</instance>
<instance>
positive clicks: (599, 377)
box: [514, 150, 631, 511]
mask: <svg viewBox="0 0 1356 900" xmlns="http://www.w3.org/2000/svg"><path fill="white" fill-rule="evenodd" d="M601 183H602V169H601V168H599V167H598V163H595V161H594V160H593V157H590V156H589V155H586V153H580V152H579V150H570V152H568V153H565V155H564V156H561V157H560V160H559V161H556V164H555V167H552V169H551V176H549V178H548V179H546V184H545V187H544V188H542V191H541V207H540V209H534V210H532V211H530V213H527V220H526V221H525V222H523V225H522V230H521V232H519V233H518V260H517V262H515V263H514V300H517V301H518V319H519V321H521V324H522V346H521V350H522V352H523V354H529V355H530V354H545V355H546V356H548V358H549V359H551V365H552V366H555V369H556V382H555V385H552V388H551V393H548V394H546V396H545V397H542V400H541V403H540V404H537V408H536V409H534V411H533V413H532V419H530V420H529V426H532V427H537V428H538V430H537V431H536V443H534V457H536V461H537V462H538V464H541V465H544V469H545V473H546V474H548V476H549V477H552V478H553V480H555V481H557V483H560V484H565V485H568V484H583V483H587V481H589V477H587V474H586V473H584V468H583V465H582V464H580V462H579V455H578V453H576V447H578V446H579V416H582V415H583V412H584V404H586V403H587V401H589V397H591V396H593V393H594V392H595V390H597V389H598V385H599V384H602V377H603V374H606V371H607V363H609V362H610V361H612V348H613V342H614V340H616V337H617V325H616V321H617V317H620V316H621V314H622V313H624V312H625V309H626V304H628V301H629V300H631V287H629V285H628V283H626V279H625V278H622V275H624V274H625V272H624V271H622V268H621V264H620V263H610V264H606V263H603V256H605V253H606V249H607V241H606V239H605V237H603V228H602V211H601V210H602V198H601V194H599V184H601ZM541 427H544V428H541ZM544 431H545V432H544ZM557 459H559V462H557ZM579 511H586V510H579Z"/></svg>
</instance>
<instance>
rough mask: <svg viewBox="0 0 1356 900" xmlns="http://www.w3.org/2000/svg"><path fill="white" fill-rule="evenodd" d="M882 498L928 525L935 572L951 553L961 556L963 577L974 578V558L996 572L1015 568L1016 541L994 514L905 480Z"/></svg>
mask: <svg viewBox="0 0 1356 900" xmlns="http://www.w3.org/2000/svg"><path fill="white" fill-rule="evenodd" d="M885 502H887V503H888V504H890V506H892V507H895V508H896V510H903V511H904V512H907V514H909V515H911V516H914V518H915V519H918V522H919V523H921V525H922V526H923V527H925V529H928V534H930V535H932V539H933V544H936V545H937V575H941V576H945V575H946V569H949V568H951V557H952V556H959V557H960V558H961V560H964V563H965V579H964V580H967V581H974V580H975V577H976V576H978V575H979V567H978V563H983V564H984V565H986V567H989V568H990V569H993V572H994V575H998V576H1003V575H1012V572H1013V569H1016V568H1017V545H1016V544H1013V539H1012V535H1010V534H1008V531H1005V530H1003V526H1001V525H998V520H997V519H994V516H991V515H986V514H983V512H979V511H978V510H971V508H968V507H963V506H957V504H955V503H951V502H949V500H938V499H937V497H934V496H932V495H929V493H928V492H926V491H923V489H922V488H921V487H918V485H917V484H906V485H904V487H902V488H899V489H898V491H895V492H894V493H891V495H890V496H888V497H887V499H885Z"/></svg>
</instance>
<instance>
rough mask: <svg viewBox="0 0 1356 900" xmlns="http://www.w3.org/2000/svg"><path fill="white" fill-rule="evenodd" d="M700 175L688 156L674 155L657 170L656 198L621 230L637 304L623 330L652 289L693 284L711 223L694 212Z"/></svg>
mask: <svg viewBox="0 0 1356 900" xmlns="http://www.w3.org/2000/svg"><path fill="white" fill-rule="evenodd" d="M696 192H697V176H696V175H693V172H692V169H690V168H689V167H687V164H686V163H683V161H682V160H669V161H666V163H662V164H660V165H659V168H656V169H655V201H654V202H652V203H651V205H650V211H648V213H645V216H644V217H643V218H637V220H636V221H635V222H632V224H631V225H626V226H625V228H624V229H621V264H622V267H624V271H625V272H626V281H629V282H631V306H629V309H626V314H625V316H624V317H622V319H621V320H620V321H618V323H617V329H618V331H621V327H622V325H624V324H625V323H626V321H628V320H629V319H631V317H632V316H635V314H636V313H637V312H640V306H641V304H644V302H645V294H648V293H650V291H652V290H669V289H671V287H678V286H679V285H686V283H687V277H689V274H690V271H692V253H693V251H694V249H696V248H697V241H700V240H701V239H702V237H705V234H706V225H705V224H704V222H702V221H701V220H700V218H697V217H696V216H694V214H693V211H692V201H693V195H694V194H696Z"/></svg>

* * * * * * *

Job item:
Select every line of the records above that contains the word "rough", and copy each one.

Response below:
rough mask: <svg viewBox="0 0 1356 900" xmlns="http://www.w3.org/2000/svg"><path fill="white" fill-rule="evenodd" d="M882 498L928 525L935 572L951 553L961 556L963 577L974 578V558L996 572L1015 568L1016 541L994 514L905 480Z"/></svg>
rough mask: <svg viewBox="0 0 1356 900" xmlns="http://www.w3.org/2000/svg"><path fill="white" fill-rule="evenodd" d="M700 175L688 156L674 155L657 170L656 198L621 230L637 304L623 330L652 289L693 284L711 223L694 212Z"/></svg>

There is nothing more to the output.